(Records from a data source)
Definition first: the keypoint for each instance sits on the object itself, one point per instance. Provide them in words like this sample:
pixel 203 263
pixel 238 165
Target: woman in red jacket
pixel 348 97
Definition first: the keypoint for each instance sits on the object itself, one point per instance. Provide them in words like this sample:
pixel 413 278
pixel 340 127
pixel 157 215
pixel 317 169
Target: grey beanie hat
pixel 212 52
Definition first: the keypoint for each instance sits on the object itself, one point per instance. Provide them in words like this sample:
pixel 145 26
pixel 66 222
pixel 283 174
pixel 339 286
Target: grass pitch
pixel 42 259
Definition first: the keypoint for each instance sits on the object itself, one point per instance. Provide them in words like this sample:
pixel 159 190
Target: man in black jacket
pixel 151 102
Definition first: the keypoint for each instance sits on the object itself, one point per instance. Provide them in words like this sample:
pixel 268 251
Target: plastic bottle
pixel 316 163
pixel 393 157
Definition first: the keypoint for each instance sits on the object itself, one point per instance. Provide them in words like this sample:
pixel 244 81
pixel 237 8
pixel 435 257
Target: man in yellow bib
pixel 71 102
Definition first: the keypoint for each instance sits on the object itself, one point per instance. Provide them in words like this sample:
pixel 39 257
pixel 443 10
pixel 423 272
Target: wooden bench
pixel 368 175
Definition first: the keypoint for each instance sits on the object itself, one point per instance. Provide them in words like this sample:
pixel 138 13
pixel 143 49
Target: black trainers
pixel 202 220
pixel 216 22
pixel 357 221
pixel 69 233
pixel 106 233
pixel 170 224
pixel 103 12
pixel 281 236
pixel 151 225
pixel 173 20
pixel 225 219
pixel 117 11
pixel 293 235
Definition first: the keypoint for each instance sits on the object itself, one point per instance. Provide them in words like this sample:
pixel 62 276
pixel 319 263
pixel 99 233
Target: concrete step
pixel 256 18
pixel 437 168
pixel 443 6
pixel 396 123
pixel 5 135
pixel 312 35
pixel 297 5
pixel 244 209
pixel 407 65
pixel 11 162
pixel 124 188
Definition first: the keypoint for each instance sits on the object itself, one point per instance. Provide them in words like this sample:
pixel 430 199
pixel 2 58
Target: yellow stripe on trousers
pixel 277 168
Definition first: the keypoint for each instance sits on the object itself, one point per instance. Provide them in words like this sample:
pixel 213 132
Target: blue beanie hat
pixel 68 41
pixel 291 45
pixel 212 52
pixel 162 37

**WORK TASK:**
Set down the records above once more, exactly as they stand.

**SOLUTION TO THIS PROBLEM:**
Definition first: the keypoint for each instance sits on the object itself, one point per instance. Provide them in words like this sample:
pixel 203 263
pixel 238 165
Target: woman in red jacket
pixel 348 97
Definition first: the keypoint for each instance sits on the object itself, one point per instance. Provide them in words like this sample:
pixel 413 278
pixel 340 127
pixel 157 215
pixel 317 169
Target: grey beanie hat
pixel 212 52
Definition first: the keypoint for each instance sits on the object itself, one point per instance. Provide them in words like this sample:
pixel 145 26
pixel 66 222
pixel 283 174
pixel 339 286
Target: grass pitch
pixel 42 259
Definition first: the keypoint for each instance sits on the object itself, one point per instance. Provide them in words like this sample:
pixel 159 190
Target: man in black jacket
pixel 151 102
Definition first: the keypoint for each instance sits on the object itself, one point per instance. Provide them in words like this sample:
pixel 268 251
Target: plastic bottle
pixel 316 163
pixel 393 157
Definition first: the keypoint for each instance sits on the object itself, one point per instance. Provide them in words like this sample:
pixel 244 81
pixel 237 8
pixel 435 257
Target: man in yellow bib
pixel 71 102
Definition first: the keypoint for each instance sits on the object itself, one point per instance. Provide them in words like this sample:
pixel 39 257
pixel 443 10
pixel 423 272
Target: wooden bench
pixel 368 175
Definition first: the keypoint for each instance sits on the object itself, one point per instance. Provide them in words like this sample:
pixel 138 13
pixel 143 49
Target: black trainers
pixel 202 220
pixel 216 22
pixel 357 221
pixel 69 233
pixel 106 233
pixel 170 224
pixel 103 12
pixel 281 236
pixel 151 225
pixel 173 20
pixel 225 219
pixel 117 11
pixel 293 235
Definition first: the keypoint for each instance sits on the object itself, one point per instance. Provide them in words like this sample:
pixel 62 276
pixel 319 263
pixel 99 233
Target: concrete step
pixel 256 18
pixel 437 168
pixel 443 6
pixel 396 123
pixel 5 135
pixel 312 35
pixel 297 5
pixel 244 209
pixel 407 65
pixel 11 162
pixel 124 188
Definition first: the keypoint for each instance sits on the object itself, one point per instance. Provide them in words like this sample:
pixel 430 199
pixel 2 58
Target: yellow stripe on trousers
pixel 277 168
Definition first: the keypoint for each instance sits on the object itself, one point per instance. Provide them in words like this sample:
pixel 213 132
Target: blue beanie hat
pixel 68 41
pixel 291 45
pixel 212 52
pixel 162 37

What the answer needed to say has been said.